Federal laws which regulate credit originators require, among other things, that credit card issuers disclose to consumers the interest rates, fees, grace periods and balance calculation methods associated with their credit card accounts. Consumers are entitled under current laws to have payments and credits applied to their accounts promptly, to receive prescribed notices and to require billing errors to be resolved promptly. Some laws prohibit discriminatory practices in connection with the extension of credit. Federal statutes further provide that, in some cases, consumers cannot be held liable for, or their liability is limited with respect to, charges to the credit card account that were a result of an unauthorized use of the credit card. These laws, among others, may give consumers a legal cause of action against us, or may limit our ability to recover amounts owing with respect to the receivables, whether or not we committed any wrongful act or omission in connection with the account. If the credit originator fails to comply with applicable statutes, rules and regulations, it could create claims and rights for consumers that could reduce or eliminate their obligations to repay the account and have a possible adverse effect on us.
Accordingly, when we acquire defaulted consumer receivables, typically we contractually require credit originators to indemnify us against any losses caused by their failure to comply with applicable statutes, rules and regulations relating to the receivables before they are sold to us.
The U.S. Congress and several states have enacted legislation concerning identity theft. Additional consumer protection and privacy protection laws may be enacted in the U.S and the U.K. that would impose additional requirements on the enforcement of and recovery on consumer credit card or installment accounts. Any new laws, rules or regulations that may be adopted, as well as existing consumer protection and privacy protection laws, may adversely affect our ability to recover the receivables. In addition, our failure to comply with these requirements could adversely affect our ability to enforce the receivables.
We cannot assure you that some of our receivables were not established as a result of identity theft or unauthorized use of a credit card. In the event that a receivable was established as a result of identity theft or unauthorized use, we could not recover the amount of the defaulted consumer receivables. As a purchaser of defaulted consumer receivables, we may acquire receivables subject to legitimate defenses on the part of the consumer. Typically our account purchase contracts allow us to return to the debt owners certain defaulted consumer receivables that may not be collectible, due to these and other circumstances. Upon return, the debt owners are required to compensate us or replace the receivables with similar receivables or repurchase the receivables. These provisions limit to some extent our losses on such accounts.
In addition to our obligation to comply with applicable federal, state and local laws and regulations, we are also obligated to comply with judicial decisions reached in court cases involving legislation passed by any such governmental bodies.

| Actions to take |
1. Answer the following from the consumer credit passage:
(a) What must credit card issuers disclose to consumers about their credit card accounts?
(b) When defaulted consumer receivables are acquired, what are credit originators contractually required to do?
(c) Upon the return of receivables, what are the debt owners required to do?
2. Repeat the stretch of the consumer credit passage from "In addition to" through "such governmental bodies.".
The data below play no role in the work on the consumer credit passage.

Named-object pointing records
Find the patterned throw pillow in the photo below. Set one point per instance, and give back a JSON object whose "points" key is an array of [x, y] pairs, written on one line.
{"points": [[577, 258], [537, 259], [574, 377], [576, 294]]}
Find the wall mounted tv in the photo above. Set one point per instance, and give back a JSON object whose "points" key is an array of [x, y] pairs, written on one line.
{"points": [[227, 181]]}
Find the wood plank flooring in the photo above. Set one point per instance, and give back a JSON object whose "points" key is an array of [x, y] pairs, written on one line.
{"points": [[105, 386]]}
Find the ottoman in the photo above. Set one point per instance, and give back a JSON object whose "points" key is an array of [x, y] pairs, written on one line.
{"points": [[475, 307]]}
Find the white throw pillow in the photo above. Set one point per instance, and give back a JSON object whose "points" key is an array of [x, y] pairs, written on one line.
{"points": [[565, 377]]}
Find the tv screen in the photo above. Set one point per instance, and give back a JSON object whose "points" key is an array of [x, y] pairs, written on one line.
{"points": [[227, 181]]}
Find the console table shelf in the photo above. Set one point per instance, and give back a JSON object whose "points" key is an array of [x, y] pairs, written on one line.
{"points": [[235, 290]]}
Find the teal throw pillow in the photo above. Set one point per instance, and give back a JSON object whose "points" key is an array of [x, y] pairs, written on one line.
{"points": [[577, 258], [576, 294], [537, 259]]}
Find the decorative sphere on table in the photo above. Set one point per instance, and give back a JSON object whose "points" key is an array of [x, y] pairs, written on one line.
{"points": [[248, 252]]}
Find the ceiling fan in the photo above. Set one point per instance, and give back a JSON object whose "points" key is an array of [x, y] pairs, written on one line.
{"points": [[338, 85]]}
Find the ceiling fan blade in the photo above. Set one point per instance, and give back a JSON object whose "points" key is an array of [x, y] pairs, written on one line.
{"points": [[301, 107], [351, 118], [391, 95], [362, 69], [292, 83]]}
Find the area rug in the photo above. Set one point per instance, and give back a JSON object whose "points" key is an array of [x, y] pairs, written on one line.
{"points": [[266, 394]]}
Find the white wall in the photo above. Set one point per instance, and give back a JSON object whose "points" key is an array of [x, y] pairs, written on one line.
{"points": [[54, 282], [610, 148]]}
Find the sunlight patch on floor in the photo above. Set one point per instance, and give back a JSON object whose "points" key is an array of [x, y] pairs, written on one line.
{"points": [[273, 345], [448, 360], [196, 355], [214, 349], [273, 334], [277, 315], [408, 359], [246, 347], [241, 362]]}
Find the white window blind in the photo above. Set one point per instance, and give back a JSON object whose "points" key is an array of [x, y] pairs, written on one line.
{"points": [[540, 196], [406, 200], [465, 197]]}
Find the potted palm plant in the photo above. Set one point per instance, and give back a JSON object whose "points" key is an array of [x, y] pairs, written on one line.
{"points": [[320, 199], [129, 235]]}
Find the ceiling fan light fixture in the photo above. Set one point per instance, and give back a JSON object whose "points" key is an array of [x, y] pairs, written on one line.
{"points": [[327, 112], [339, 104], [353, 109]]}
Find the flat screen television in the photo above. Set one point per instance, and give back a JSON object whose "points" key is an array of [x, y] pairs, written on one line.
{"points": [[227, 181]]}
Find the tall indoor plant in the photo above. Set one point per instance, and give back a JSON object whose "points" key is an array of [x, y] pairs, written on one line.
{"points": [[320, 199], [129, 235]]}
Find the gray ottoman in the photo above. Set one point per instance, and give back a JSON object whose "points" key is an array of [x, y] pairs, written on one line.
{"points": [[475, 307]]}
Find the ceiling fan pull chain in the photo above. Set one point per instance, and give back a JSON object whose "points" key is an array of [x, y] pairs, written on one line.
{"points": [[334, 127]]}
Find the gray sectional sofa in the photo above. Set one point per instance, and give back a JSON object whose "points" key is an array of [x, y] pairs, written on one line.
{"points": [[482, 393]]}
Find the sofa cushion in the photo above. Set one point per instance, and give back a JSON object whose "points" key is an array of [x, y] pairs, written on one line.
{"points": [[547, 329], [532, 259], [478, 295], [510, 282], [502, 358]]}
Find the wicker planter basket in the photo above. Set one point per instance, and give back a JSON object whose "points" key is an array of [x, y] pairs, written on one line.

| Answers for the exercise |
1.
(a) The interest rates, fees, grace periods and balance calculation methods associated with their credit card accounts.
(b) Indemnify against any losses caused by their failure to comply with applicable statutes, rules and regulations relating to the receivables before they are sold.
(c) Compensate, replace the receivables with similar receivables, or repurchase the receivables.

2.
In addition to our obligation to comply with applicable federal, state and local laws and regulations, we are also obligated to comply with judicial decisions reached in court cases involving legislation passed by any such governmental bodies.